● **PROBLEM DESCRIPTION**
Identify each line in the data below that contains the word "blue" and copy every such line in full.

● **RAW RECORDS**
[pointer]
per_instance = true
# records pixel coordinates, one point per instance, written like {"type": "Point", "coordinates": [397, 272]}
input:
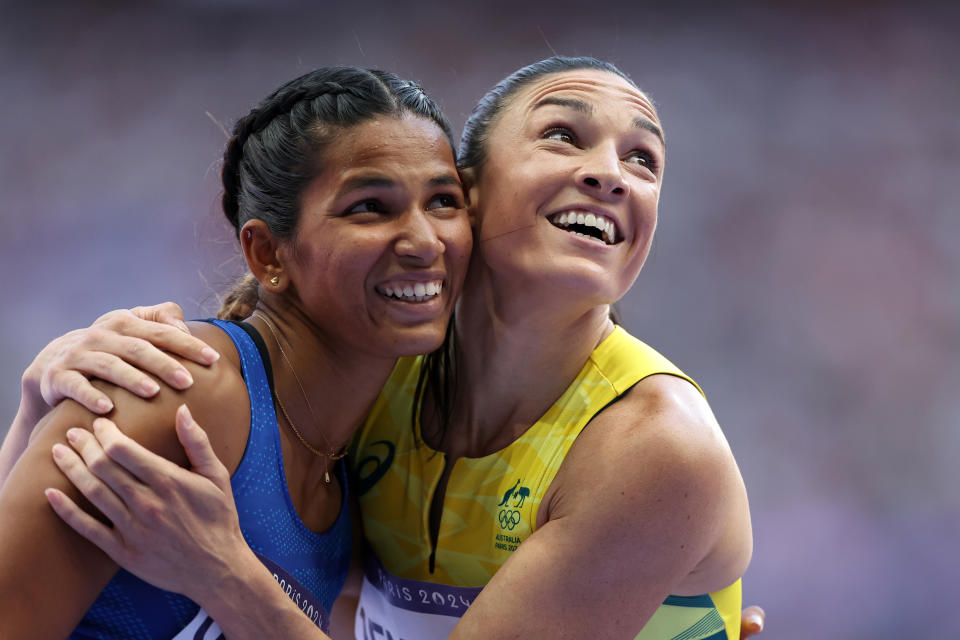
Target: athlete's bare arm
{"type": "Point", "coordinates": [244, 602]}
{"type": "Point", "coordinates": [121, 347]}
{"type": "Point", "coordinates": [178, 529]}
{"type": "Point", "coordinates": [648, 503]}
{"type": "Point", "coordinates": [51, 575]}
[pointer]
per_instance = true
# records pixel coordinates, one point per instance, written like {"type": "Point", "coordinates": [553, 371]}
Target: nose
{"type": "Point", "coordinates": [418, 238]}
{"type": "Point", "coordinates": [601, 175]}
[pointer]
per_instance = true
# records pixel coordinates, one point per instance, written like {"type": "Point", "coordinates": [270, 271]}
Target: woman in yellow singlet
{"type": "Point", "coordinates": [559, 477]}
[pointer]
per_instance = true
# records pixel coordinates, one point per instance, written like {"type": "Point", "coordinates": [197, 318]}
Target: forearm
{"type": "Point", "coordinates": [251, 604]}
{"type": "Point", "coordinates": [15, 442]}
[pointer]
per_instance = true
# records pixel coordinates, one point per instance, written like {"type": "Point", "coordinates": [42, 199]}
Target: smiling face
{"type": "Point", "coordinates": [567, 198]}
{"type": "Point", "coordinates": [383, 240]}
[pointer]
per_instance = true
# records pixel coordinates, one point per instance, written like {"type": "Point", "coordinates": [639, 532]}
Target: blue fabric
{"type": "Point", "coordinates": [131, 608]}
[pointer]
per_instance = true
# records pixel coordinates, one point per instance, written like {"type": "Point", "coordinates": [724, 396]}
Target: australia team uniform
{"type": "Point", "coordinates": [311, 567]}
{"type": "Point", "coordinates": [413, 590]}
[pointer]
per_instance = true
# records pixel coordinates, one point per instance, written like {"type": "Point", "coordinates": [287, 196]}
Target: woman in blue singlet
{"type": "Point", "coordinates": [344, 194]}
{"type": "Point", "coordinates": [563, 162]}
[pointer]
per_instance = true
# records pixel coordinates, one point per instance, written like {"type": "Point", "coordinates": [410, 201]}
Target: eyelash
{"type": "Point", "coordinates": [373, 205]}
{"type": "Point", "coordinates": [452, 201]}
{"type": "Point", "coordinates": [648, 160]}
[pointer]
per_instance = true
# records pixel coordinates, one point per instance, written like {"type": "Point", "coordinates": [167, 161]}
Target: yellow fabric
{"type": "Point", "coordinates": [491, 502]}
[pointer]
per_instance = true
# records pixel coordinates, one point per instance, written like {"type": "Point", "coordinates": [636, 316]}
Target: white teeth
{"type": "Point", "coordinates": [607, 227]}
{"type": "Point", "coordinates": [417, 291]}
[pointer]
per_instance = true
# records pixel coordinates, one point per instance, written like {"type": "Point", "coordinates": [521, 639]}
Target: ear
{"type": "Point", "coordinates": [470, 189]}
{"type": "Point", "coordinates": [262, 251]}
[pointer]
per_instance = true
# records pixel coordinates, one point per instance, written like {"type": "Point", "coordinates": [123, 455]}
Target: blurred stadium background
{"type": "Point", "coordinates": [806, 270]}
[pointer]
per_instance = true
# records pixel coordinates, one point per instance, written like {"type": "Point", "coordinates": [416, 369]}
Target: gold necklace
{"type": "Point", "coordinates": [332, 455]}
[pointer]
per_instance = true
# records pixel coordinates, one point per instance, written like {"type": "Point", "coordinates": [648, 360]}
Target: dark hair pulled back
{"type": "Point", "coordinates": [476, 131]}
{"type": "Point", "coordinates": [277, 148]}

● **RESPONSE TO THIS EXERCISE**
Target: blue fabric
Target: woman in blue singlet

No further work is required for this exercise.